_EXERCISE DETAILS:_
The records below need to be repeated exactly, though not their pictures.

─── RECORDED INFORMATION ───

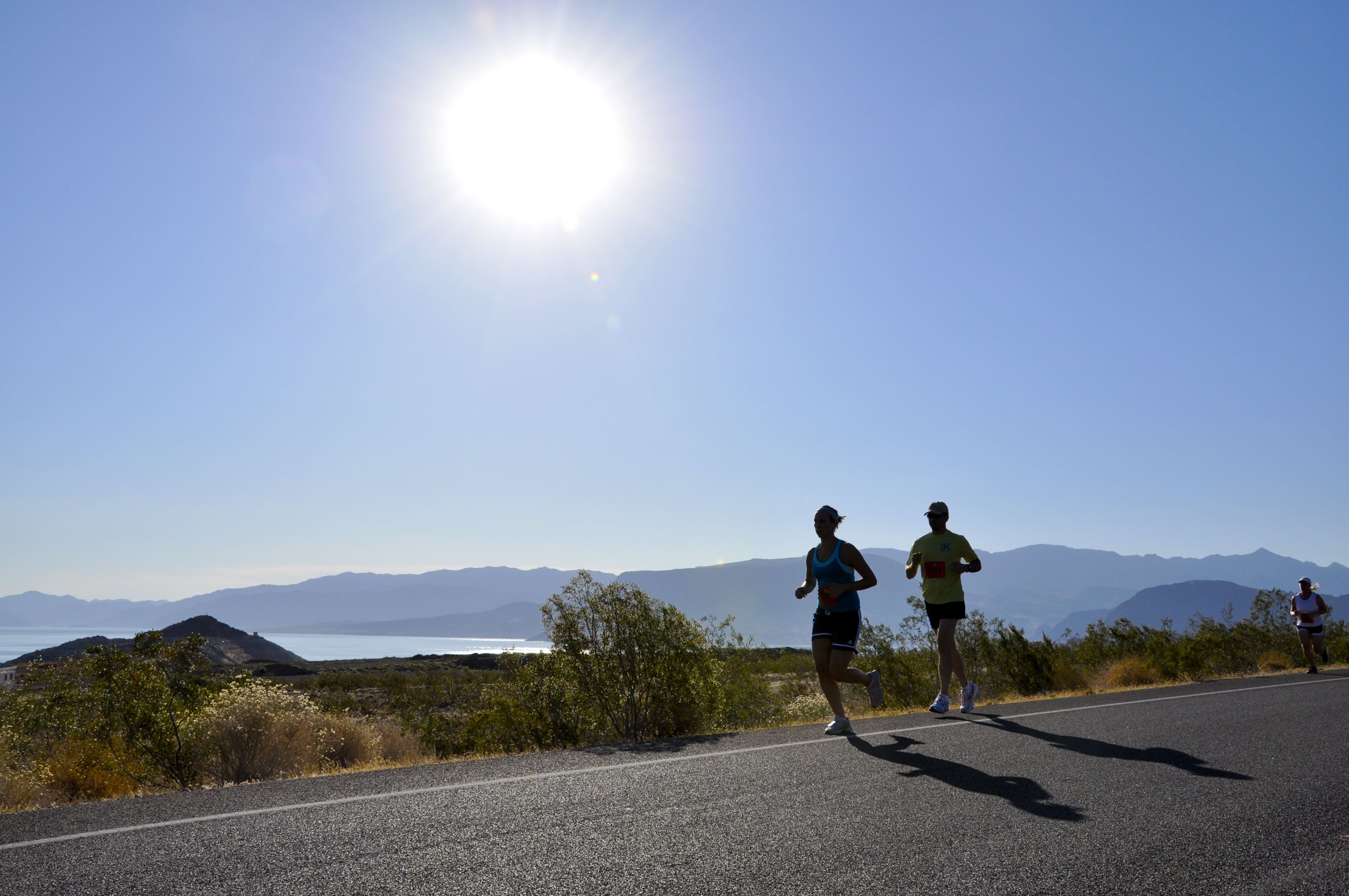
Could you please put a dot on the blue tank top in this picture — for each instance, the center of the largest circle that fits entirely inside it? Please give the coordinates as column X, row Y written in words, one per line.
column 834, row 571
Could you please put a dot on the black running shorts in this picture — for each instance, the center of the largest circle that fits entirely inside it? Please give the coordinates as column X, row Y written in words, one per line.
column 938, row 612
column 841, row 628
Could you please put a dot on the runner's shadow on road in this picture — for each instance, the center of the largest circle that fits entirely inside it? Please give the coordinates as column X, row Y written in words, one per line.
column 1022, row 792
column 1107, row 751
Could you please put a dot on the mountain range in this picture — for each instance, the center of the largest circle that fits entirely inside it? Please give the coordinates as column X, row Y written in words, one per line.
column 224, row 646
column 1039, row 587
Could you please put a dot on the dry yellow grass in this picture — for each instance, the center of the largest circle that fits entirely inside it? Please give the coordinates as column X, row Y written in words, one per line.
column 1130, row 673
column 1274, row 662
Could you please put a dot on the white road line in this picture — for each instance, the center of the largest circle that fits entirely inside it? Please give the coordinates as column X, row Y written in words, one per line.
column 620, row 767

───

_RESULT FOR THIS TASK:_
Could you please put a dot on the blue tank top in this picture — for each instance, the center of the largest circle that fits entirely inside it? Please give the coordinates as column X, row Y written in words, one per line.
column 834, row 571
Could you please put a dot on the black running shorts in this picture — for each instance, the center of the largest circle that fits entirely inside it? Please give the coordinates as column X, row Y written in words, one per line.
column 938, row 612
column 841, row 628
Could you please put a dot on the runner's shadow on road in this picture — for each instance, the center of the largest circle that fits entirely inside it? Please give the coordinates as column X, row Y written in words, one per line.
column 1022, row 792
column 1107, row 751
Could you please put a dot on the mountain range in this picture — for each instance, the center of the largest circle that fits entirely inside it? Please give the coordinates as column X, row Y written in words, one per line.
column 224, row 646
column 1039, row 587
Could you please put a dot on the dry yellow grass in this picture — for each instance, the center of the largest circle that fits entirely inside it? Please give the coordinates as column X, row Y written in words, one per line.
column 1130, row 673
column 1274, row 662
Could you please put a dot on the white road line in this picture — for each instance, the center of the largest circle that fits entirely inside it? Please give the coordinates as column X, row Y written in words, one per line.
column 620, row 767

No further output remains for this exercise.